Raw data:

'''

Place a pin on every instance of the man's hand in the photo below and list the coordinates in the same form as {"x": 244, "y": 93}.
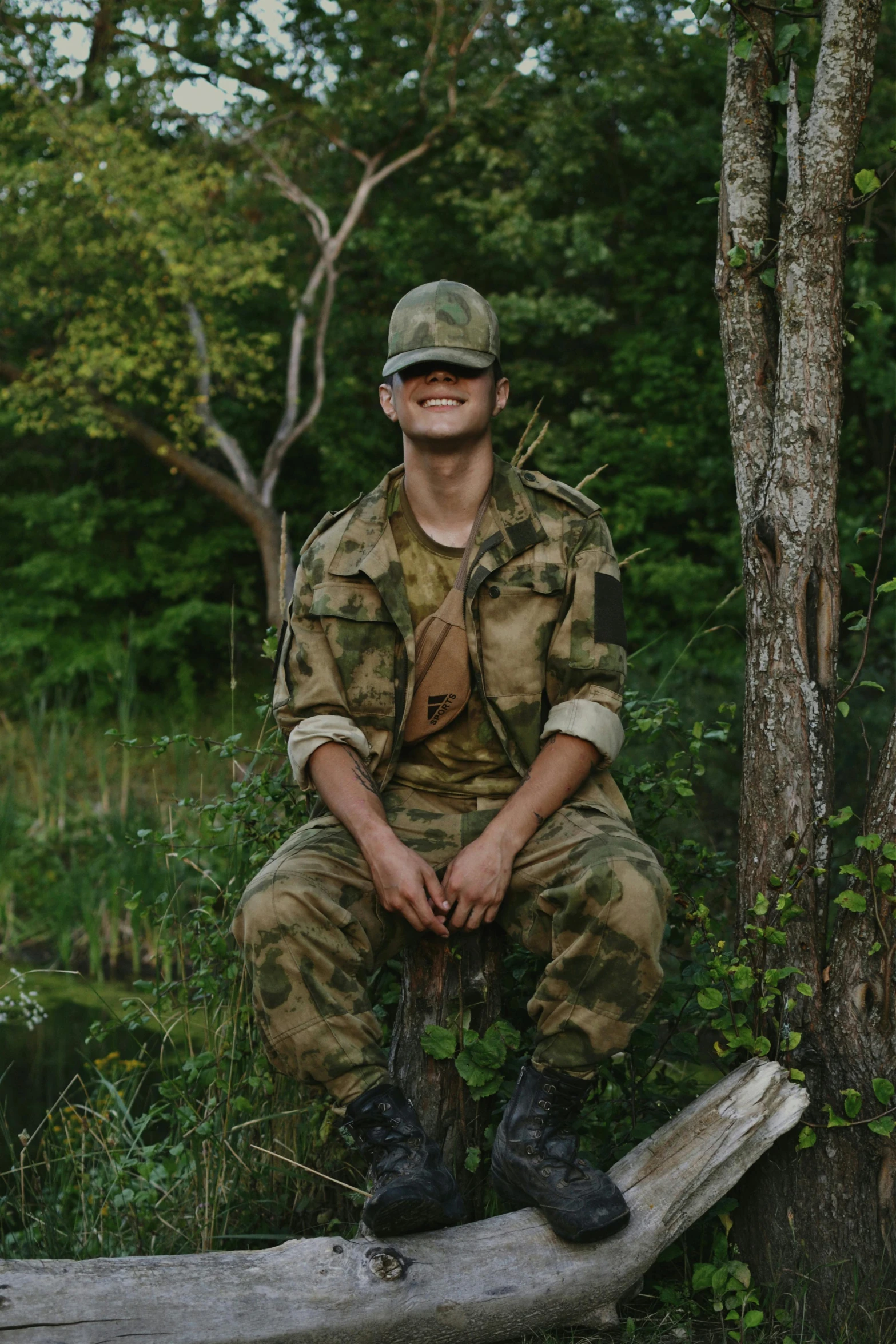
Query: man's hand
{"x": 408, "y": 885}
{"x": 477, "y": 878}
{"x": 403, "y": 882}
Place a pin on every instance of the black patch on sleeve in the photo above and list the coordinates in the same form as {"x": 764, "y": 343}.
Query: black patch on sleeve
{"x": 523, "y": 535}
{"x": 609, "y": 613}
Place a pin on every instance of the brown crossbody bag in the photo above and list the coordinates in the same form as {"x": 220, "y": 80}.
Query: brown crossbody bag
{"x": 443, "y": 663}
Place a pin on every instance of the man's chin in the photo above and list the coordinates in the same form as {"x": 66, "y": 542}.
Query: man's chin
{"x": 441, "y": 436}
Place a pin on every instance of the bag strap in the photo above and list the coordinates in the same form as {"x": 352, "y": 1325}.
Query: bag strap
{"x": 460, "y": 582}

'''

Instruction: Rewrite the data from the line containing "Place a pin on every instance of the bag" through the end, putting "shoulder strap" in place of "bag strap" and keeping everything else the same.

Worked solution:
Place a pin on every instance of the shoulder strap in the photo above and list the coordinates in the same form as {"x": 352, "y": 1325}.
Query: shoulder strap
{"x": 460, "y": 582}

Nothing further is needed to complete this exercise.